**Direction**
Write out the records below word for word, leaving out the pictures.

## begin Material provided

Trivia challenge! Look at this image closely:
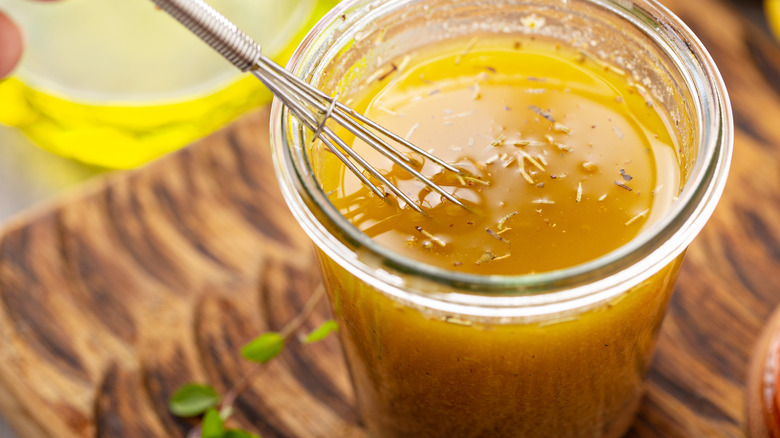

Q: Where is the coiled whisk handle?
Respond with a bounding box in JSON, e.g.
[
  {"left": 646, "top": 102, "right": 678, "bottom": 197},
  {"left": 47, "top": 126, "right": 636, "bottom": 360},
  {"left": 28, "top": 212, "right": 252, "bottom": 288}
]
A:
[{"left": 152, "top": 0, "right": 262, "bottom": 72}]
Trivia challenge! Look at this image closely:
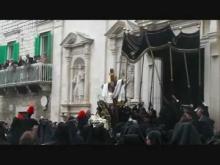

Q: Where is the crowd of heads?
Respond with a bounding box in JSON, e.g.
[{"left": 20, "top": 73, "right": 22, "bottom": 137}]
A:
[{"left": 0, "top": 102, "right": 220, "bottom": 145}]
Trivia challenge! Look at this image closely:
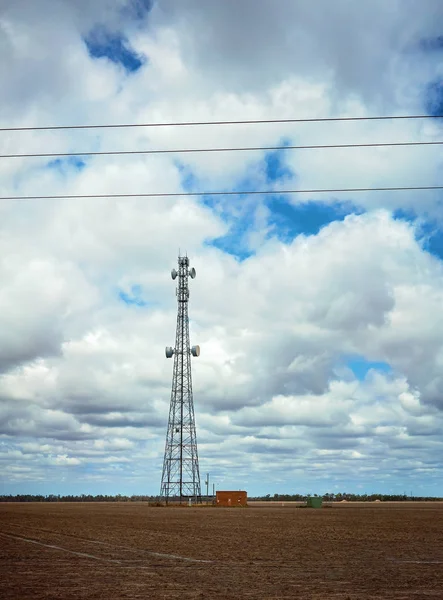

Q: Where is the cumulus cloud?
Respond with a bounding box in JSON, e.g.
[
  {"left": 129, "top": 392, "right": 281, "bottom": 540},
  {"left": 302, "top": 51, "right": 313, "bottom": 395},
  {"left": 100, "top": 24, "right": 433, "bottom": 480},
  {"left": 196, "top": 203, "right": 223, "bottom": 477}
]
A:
[{"left": 0, "top": 0, "right": 443, "bottom": 493}]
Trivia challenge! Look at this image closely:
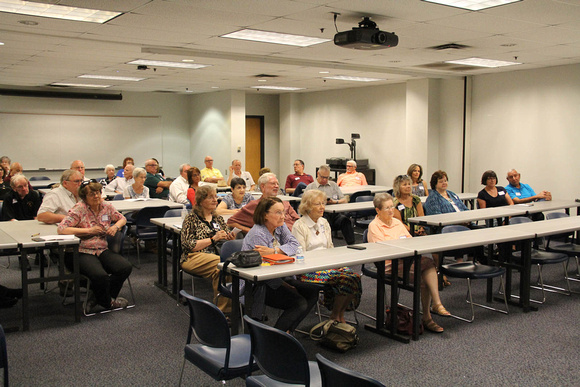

## end Material provided

**Reply to the task**
Trivia challenge! Look at this image closely:

Q: Where is the coiled whisk handle?
Respond with a bounding box in JSON, e.g.
[
  {"left": 646, "top": 102, "right": 678, "bottom": 197},
  {"left": 47, "top": 126, "right": 636, "bottom": 360},
  {"left": 28, "top": 212, "right": 252, "bottom": 288}
]
A:
[{"left": 152, "top": 0, "right": 262, "bottom": 72}]
Trivia challenge! Look at this image closely:

Q: Where is the crowd of heads?
Respond with a bounding box in JSON, e.g.
[{"left": 20, "top": 73, "right": 22, "bottom": 137}]
A:
[{"left": 0, "top": 102, "right": 220, "bottom": 145}]
Trivia challenge! Look at this image closely:

Q: Where is the cumulus cloud?
Respond with a bounding box in JSON, e.g.
[
  {"left": 129, "top": 392, "right": 281, "bottom": 540},
  {"left": 302, "top": 51, "right": 313, "bottom": 395},
  {"left": 100, "top": 24, "right": 433, "bottom": 480},
  {"left": 196, "top": 203, "right": 223, "bottom": 477}
]
A:
[{"left": 0, "top": 0, "right": 443, "bottom": 493}]
Trivia challenge! Look at this image closely:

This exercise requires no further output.